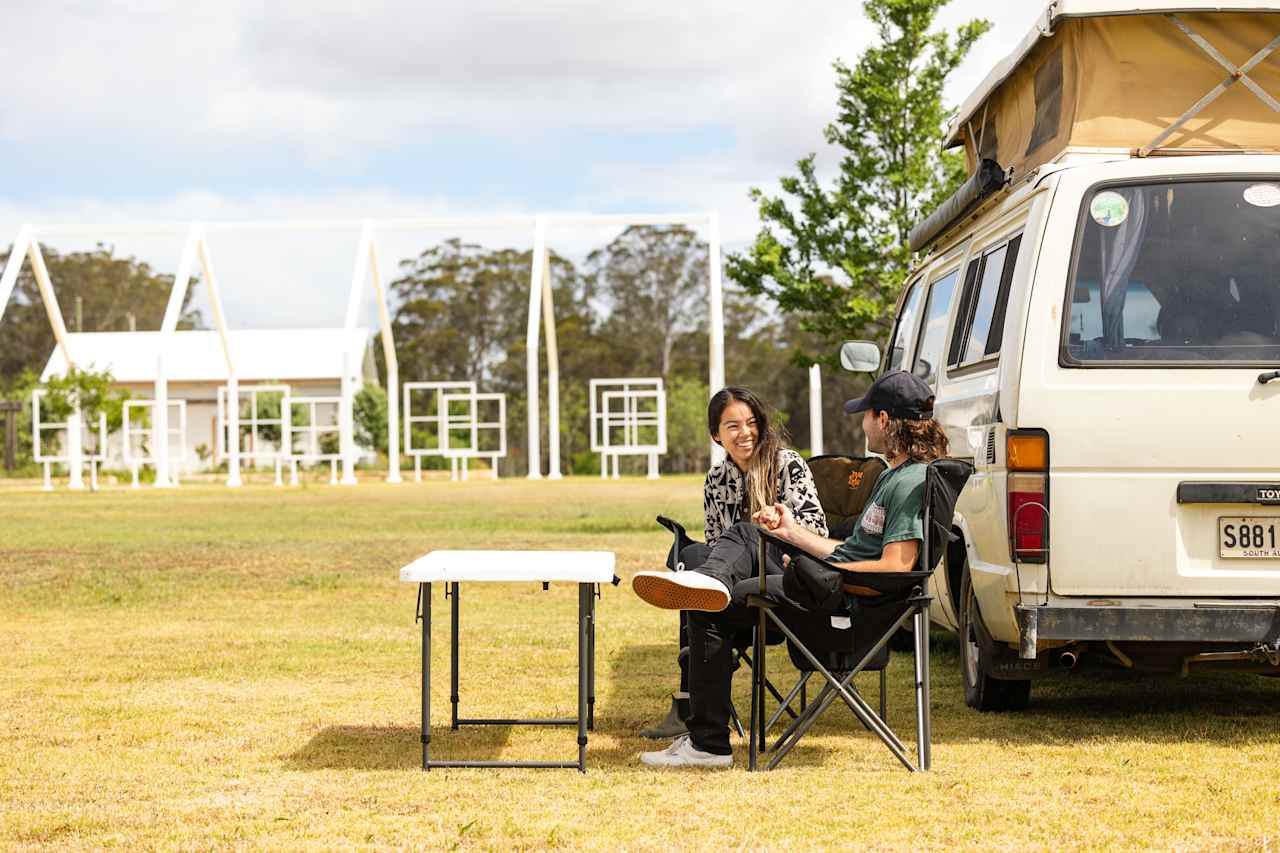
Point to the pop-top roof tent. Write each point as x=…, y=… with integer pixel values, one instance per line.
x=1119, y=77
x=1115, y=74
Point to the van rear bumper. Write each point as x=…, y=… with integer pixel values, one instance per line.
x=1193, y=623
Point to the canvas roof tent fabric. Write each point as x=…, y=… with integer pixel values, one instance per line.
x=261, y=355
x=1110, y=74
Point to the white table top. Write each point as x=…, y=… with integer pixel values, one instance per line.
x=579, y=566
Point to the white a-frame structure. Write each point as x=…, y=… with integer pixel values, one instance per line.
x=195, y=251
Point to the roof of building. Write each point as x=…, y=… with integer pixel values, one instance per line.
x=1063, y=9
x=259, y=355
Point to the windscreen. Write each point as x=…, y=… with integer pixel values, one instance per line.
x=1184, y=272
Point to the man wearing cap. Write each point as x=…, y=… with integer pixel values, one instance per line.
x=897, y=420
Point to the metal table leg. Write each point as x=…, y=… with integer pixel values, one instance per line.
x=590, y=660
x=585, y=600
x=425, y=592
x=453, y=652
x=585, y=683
---
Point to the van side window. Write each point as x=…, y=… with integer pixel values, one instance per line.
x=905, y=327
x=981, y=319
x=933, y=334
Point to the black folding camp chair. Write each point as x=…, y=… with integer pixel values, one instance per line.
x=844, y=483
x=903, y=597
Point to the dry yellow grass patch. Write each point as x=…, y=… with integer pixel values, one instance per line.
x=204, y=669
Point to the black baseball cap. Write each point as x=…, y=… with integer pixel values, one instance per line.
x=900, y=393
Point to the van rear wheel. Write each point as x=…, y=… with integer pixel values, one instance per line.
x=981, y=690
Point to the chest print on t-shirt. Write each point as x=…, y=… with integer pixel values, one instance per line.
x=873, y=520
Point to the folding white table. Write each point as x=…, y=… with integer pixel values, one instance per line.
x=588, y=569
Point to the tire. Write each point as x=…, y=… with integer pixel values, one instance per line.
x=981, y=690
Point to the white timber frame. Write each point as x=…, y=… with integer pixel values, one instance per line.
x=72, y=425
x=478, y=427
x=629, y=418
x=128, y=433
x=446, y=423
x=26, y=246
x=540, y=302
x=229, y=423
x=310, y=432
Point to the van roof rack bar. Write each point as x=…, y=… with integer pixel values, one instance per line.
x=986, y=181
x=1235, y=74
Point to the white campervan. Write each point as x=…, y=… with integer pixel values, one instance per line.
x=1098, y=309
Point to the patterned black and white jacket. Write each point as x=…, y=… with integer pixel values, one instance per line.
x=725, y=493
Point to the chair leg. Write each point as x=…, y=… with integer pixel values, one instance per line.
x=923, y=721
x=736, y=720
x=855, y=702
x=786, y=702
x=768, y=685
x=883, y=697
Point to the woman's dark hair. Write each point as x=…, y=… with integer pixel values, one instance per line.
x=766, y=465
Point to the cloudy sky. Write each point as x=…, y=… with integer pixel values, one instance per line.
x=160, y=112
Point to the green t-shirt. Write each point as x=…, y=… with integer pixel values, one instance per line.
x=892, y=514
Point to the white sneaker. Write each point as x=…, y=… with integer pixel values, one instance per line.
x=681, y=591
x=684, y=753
==
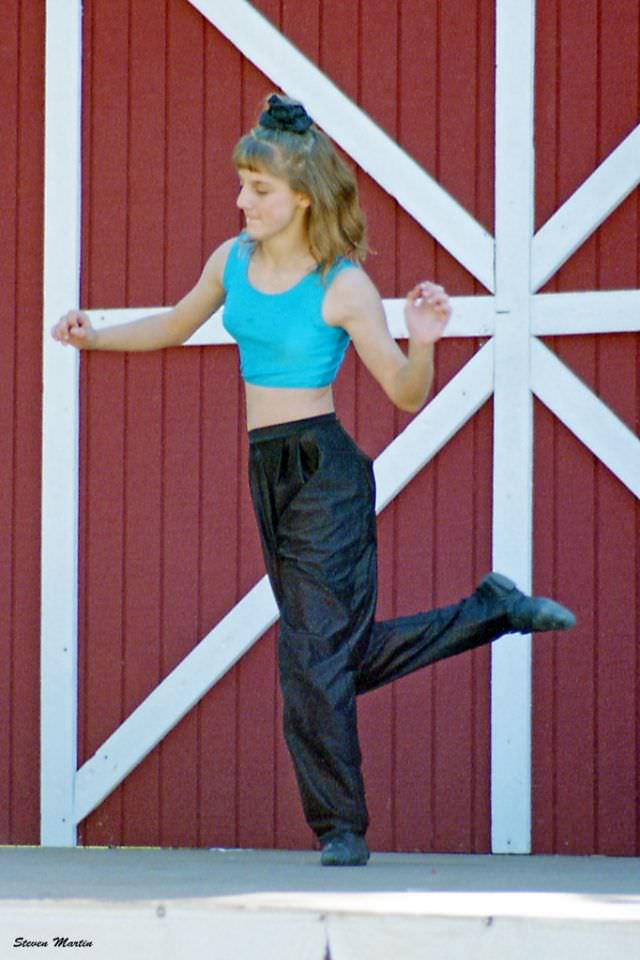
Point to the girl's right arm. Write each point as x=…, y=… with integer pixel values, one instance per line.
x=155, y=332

- _PROBLEM REQUIREMENTS_
Copy the items exactly, starting with the line that contains "Point to the van rear bumper." and going on through the line that contains "x=1193, y=623", including both of those lines.

- _FINISHED TASK_
Point to the van rear bumper. Write each point as x=…, y=… with integer pixel values, one instance per line.
x=1193, y=623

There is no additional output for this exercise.